▶ _Exercise directions_
The records beneath should be printed exactly, and the pictures are to be left out.

(Beginning of Listed entries)

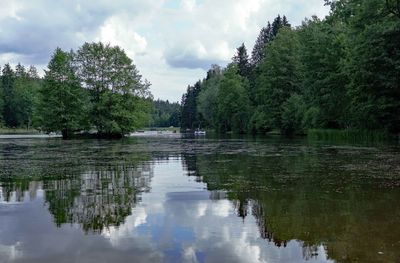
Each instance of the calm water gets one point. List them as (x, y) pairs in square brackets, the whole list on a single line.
[(198, 200)]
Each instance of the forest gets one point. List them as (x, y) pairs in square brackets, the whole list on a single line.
[(96, 90), (342, 72)]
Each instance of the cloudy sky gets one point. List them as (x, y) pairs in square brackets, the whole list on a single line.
[(172, 42)]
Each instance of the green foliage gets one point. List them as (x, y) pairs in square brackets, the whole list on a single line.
[(165, 114), (279, 76), (338, 73), (190, 118), (63, 103), (233, 102), (292, 115), (117, 91), (207, 102)]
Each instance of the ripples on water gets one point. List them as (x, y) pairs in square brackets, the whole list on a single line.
[(171, 199)]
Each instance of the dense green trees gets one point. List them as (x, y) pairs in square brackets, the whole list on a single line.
[(97, 88), (63, 103), (338, 73), (166, 114), (18, 96), (116, 90)]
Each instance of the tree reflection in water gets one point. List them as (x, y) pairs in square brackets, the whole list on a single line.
[(313, 198), (96, 192)]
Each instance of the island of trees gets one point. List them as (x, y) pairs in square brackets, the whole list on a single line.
[(342, 72), (95, 90)]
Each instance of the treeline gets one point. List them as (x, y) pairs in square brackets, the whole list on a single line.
[(166, 114), (338, 73), (96, 89), (18, 96)]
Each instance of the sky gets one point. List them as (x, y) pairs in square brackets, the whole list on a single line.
[(172, 42)]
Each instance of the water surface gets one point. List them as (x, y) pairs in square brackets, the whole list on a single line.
[(171, 199)]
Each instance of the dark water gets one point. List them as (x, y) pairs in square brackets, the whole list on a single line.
[(198, 200)]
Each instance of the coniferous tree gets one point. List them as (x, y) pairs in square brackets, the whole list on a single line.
[(7, 78), (241, 59), (258, 54), (118, 93), (63, 104)]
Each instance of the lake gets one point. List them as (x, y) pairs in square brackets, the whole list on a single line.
[(172, 199)]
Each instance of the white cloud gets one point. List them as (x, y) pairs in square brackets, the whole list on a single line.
[(172, 47)]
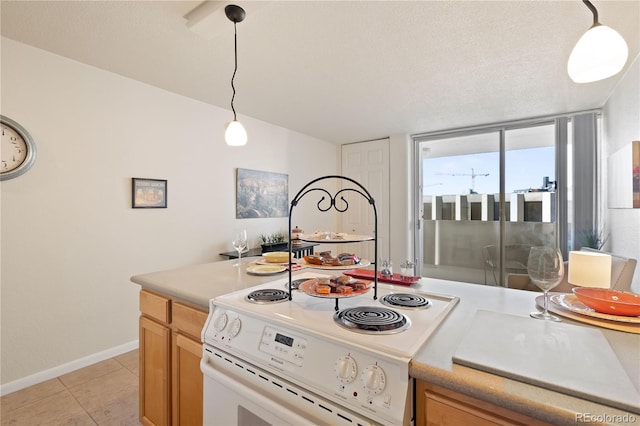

(End of Listed entries)

▶ _Response_
Each instance of the calm water gets one point. List them as (x, y) pairs in square brackets, the whole list on a single line.
[(198, 200)]
Each instance of the forest gets one point. List them as (x, y) pairs in square brackets, the whole list on a single line.
[(96, 90), (342, 72)]
Each instance of the cloudy sky gets one point. List them as (x, y) pairs in square brackets, the whole list on a single line.
[(172, 42)]
Each instance of the green foliage gets one point. List them as (x, y) pairs in square brackets, the whole list on a single line.
[(165, 114), (279, 76), (338, 73), (190, 118), (63, 103), (233, 102), (292, 115), (117, 91), (207, 102)]
Each instance of the ripples on water gets one point. List them as (x, y) pairs in square brackets, the whole list on a single line.
[(171, 199)]
Each instance of the dense green trees gets one point. List them as (x, y) pairs in square brackets, the whole list on a single line.
[(97, 88), (63, 103), (338, 73), (166, 114), (18, 96), (116, 90)]
Each instance of the tree reflection in water gets one point. List them as (x, y) pairs in square brackets, the whole list on a single line.
[(313, 198), (96, 192)]
Each instance of the island of trees gets one point. List them as (x, y) pairs in square brackets, the whole list on a single line.
[(342, 72), (95, 90)]
Each instance of the treeline gets one point. List them as (x, y) pairs in square brackets, the whole list on a single line.
[(166, 114), (338, 73), (96, 89), (18, 96)]
Each instance of the sky gets one point. List them as (x, y) pairs in square brackets, the whole list on a single line.
[(172, 42)]
Each instance of the water surface gets one point. List them as (x, y) pairs in square brackets, the whole list on a single line.
[(171, 199)]
Each instance of the dark water gets one point. List them as (x, y) pairs in square brackets, the whole list on a single line.
[(198, 200)]
Each instance of the coniferous tree gets one point. List them as (x, y) pairs in square brackets, the whole list on a single line.
[(7, 78), (241, 59), (258, 54), (118, 93), (63, 104)]
Each instance of the lake gets one point. List them as (x, y) pairs in square brackets, the whole list on a single line.
[(172, 199)]
Each instance of the white cloud gets one point. List them as (x, y) pairs in square brackets, the whole list on a single line.
[(172, 47)]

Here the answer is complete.